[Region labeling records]
* * * * * * * * *

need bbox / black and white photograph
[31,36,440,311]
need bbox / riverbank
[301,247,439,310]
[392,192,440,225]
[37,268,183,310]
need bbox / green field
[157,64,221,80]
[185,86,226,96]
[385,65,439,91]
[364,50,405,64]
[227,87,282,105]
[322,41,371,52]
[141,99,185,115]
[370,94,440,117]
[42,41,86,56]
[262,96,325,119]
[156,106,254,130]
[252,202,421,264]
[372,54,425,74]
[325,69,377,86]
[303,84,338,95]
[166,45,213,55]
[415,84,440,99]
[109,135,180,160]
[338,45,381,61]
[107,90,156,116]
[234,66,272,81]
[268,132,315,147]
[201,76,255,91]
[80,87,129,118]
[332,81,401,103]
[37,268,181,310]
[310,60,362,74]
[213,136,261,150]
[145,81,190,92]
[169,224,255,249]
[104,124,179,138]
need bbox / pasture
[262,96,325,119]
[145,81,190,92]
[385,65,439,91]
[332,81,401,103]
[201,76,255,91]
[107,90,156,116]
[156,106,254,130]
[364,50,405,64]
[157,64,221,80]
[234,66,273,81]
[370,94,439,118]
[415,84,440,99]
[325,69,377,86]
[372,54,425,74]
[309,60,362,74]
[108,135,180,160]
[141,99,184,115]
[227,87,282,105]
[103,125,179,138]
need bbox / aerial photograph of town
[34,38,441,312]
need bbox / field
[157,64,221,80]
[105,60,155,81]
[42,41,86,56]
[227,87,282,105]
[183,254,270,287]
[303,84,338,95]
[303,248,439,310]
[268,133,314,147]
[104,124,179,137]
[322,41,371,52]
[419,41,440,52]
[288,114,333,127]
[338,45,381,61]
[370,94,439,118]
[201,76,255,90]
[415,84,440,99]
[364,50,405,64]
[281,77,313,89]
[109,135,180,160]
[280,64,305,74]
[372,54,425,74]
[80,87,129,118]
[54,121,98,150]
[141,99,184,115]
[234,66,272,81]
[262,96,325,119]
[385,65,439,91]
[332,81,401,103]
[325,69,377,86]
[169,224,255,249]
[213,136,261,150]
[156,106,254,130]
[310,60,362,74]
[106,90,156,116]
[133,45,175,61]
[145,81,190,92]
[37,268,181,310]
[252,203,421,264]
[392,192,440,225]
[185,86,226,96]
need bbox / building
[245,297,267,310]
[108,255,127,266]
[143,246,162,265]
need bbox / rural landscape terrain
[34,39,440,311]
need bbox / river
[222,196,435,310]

* * * * * * * * *

EXERCISE BRIEF
Please copy out every line of the listing above, keeping each character and the original order.

SOLUTION BELOW
need bbox / black and white photograph
[31,36,440,311]
need bbox / riverbank
[301,247,439,310]
[392,192,440,225]
[37,268,183,310]
need bbox / green field
[157,64,221,80]
[185,86,226,96]
[385,65,439,91]
[364,50,405,64]
[227,87,282,105]
[322,41,371,52]
[141,99,185,115]
[370,94,440,117]
[42,41,86,56]
[262,96,325,119]
[156,106,254,130]
[252,202,421,264]
[372,54,425,74]
[325,69,377,86]
[303,84,338,95]
[166,45,213,55]
[415,84,440,99]
[109,135,180,160]
[338,45,381,61]
[107,90,156,116]
[234,66,272,81]
[268,132,315,147]
[201,76,255,91]
[80,87,129,118]
[332,81,401,103]
[37,268,181,310]
[310,60,362,74]
[213,136,261,150]
[145,81,190,92]
[169,224,255,249]
[104,124,179,138]
need bbox / pasture
[262,96,325,119]
[145,81,190,92]
[385,65,439,91]
[332,81,401,103]
[201,76,255,91]
[107,90,156,116]
[156,106,254,130]
[364,50,405,64]
[157,64,221,80]
[234,66,273,81]
[370,94,439,118]
[415,84,440,99]
[325,69,377,86]
[372,54,425,74]
[309,60,362,74]
[108,135,180,160]
[141,99,184,115]
[227,87,282,105]
[103,125,179,138]
need bbox / aerial photograph of town
[34,38,441,312]
need bbox / field
[157,64,221,80]
[105,60,155,81]
[42,41,86,56]
[227,87,282,105]
[183,254,270,287]
[303,84,338,95]
[303,248,439,310]
[268,133,314,147]
[104,124,179,137]
[322,41,371,52]
[419,41,440,52]
[288,114,333,127]
[338,45,381,61]
[370,94,439,118]
[201,76,255,90]
[415,84,440,99]
[364,50,405,64]
[281,77,313,89]
[109,135,180,160]
[280,64,305,74]
[372,54,425,74]
[80,87,129,118]
[54,121,98,150]
[141,99,184,115]
[234,66,272,81]
[262,96,325,119]
[385,65,439,91]
[332,81,401,103]
[325,69,377,86]
[169,224,255,249]
[213,136,261,150]
[156,106,254,130]
[310,60,362,74]
[106,90,156,116]
[133,45,175,61]
[145,81,190,92]
[37,268,181,310]
[252,203,421,264]
[392,192,440,225]
[185,86,226,96]
need bbox / building
[245,297,267,310]
[108,255,127,266]
[143,246,162,265]
need bbox / rural landscape terrain
[34,39,440,311]
need bbox / river
[222,196,435,310]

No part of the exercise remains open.